**Excerpt**
>> BEGIN

The agency, according to the documents and interviews with industry officials, deployed custom-built, superfast computers to break codes, and began collaborating with technology companies in the United States and abroad to build entry points into their products.

This is perhaps the most stunning revelation to have come from Edward Snowden yet. Privacy advocates have always suggested the use of encryption as a privacy-enhancing tool; these revelations show the NSA is winning the battle against it as well.

The NSA has now marked itself out as a truly distinctive agency: one that will stop at no measure–legal or not–to achieve its goals of complete surveillance. The almost perfectly asymmetrical relationship with secrecy that it has demanded and often, successfully created, has been one of its most astonishing achievements. This latest effort shows just how far it is willing to go.

Thus far, I’ve only read two news reports on Bullrun, the NSA’s anti-encryption program; I hope to write more on it once I’ve had a chance to read more about its details.

One thought on “The NSA’s Bullrun Around Encryption

  1. I think the was not stunning, or surprising, especially because we don’t know what level/types of encryption have been defeated. Especially after the Clipper chip, it should not be surprising that the NSA spent tons of money to break encryption, and likely succeeded for some of it. I have a colleague who spent a year in China that is certain her encrypted VPN was cracked by the Chinese. For better or worse, none of this is surprising.

>> END

**Set exercise 1**
Transcribe the rows exactly, starting at the line that contains "find the ceiling light fixture" and ending at the final line of the rows.

[Point labeling dataset excerpts]

>> BEGIN

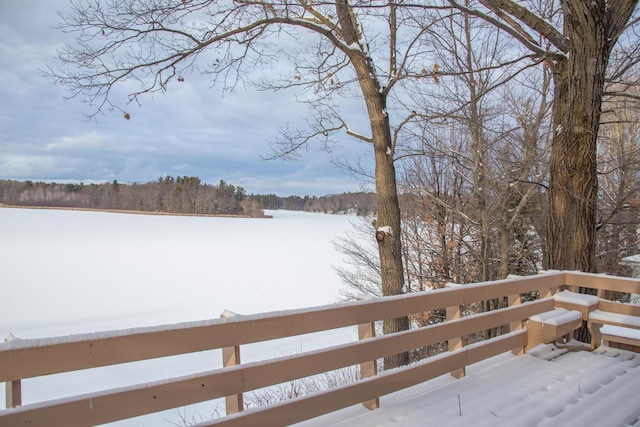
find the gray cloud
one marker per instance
(191, 130)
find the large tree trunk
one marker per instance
(573, 183)
(387, 225)
(573, 179)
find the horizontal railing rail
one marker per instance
(21, 359)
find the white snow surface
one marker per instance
(70, 272)
(574, 389)
(576, 298)
(76, 272)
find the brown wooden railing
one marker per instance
(20, 359)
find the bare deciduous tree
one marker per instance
(576, 39)
(143, 46)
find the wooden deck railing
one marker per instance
(20, 359)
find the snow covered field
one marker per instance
(67, 272)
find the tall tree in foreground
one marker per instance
(576, 38)
(145, 45)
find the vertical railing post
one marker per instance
(231, 357)
(370, 368)
(13, 392)
(455, 343)
(514, 326)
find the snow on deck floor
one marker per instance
(577, 388)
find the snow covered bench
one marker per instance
(619, 328)
(573, 301)
(551, 325)
(621, 337)
(610, 323)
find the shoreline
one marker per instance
(131, 212)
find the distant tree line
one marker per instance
(360, 203)
(179, 195)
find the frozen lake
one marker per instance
(67, 272)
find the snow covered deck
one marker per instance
(546, 387)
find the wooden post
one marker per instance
(514, 326)
(455, 343)
(455, 312)
(231, 357)
(13, 388)
(368, 369)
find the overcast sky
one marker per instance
(191, 130)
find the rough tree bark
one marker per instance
(579, 57)
(387, 224)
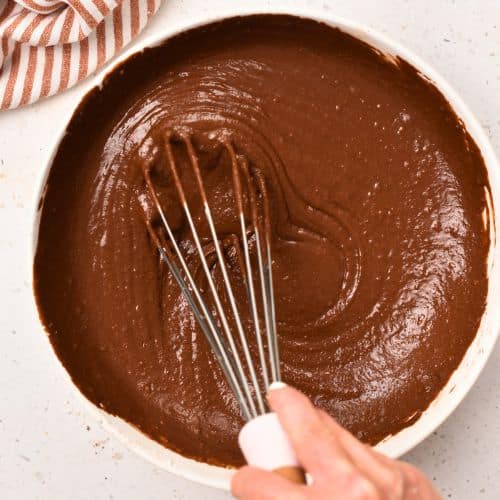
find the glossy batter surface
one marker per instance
(379, 244)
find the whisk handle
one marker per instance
(265, 445)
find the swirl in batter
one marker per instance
(378, 202)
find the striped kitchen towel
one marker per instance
(47, 46)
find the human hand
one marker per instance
(341, 467)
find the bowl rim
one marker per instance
(478, 352)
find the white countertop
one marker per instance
(51, 449)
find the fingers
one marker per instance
(317, 447)
(384, 473)
(250, 483)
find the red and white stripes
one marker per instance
(47, 46)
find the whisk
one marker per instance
(262, 440)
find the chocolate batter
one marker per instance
(379, 245)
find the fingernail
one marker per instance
(276, 385)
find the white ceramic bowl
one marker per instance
(477, 354)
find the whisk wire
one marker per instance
(227, 355)
(203, 317)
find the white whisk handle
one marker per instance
(265, 445)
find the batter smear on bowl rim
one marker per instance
(379, 245)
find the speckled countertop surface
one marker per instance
(51, 449)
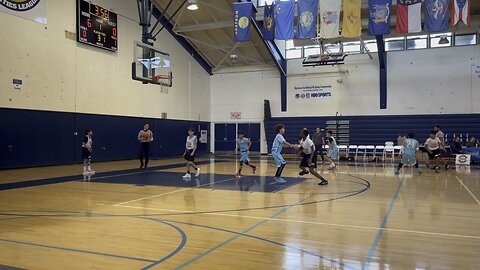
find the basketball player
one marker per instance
(145, 136)
(87, 152)
(277, 146)
(243, 145)
(332, 150)
(189, 155)
(433, 147)
(409, 156)
(309, 159)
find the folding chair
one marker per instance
(361, 149)
(370, 150)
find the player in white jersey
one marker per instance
(243, 145)
(409, 156)
(309, 159)
(189, 154)
(87, 144)
(277, 147)
(433, 145)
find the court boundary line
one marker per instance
(206, 253)
(74, 250)
(468, 190)
(380, 231)
(311, 222)
(171, 192)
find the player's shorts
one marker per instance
(188, 156)
(409, 159)
(435, 154)
(278, 159)
(86, 154)
(333, 153)
(305, 158)
(244, 158)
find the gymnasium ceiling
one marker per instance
(210, 30)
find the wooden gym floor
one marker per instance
(126, 218)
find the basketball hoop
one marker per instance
(164, 80)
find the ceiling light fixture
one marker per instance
(443, 40)
(192, 5)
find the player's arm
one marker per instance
(312, 148)
(194, 146)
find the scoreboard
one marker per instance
(96, 26)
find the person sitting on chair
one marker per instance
(456, 146)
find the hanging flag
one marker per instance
(461, 11)
(268, 23)
(329, 18)
(307, 18)
(409, 16)
(436, 19)
(242, 15)
(351, 26)
(379, 17)
(284, 14)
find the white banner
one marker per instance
(35, 10)
(312, 92)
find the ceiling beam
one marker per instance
(204, 26)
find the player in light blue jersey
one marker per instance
(277, 147)
(332, 150)
(243, 145)
(409, 156)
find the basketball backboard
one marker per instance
(151, 65)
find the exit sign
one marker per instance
(235, 115)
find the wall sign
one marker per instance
(312, 92)
(34, 10)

>> END

**Set exercise 2**
Restate word for word the part of the post on the NSA's Bullrun program starting at "The NSA has" and ending at "about its details.".

**Correct response 1**
find the ceiling light fixture
one marker per instance
(443, 40)
(192, 5)
find the player's arm
one marker per instance
(312, 148)
(194, 146)
find the scoreboard
one marker per instance
(96, 26)
find the person sitting on chair
one marker per instance
(456, 146)
find the hanging flag
one marker per instance
(461, 11)
(268, 23)
(329, 18)
(307, 18)
(409, 16)
(436, 19)
(242, 15)
(351, 26)
(379, 17)
(284, 14)
find the white banner
one marker per instance
(35, 10)
(312, 92)
find the ceiling beam
one marker per instance
(204, 26)
find the player in light blue jersey
one marker per instance
(277, 147)
(332, 150)
(243, 145)
(409, 156)
find the basketball backboard
one marker per instance
(151, 65)
find the exit sign
one marker per instance
(235, 115)
find the wall sign
one marker per instance
(312, 92)
(34, 10)

**Correct response 2**
The NSA has now marked itself out as a truly distinctive agency: one that will stop at no measure–legal or not–to achieve its goals of complete surveillance. The almost perfectly asymmetrical relationship with secrecy that it has demanded and often, successfully created, has been one of its most astonishing achievements. This latest effort shows just how far it is willing to go.

Thus far, I’ve only read two news reports on Bullrun, the NSA’s anti-encryption program; I hope to write more on it once I’ve had a chance to read more about its details.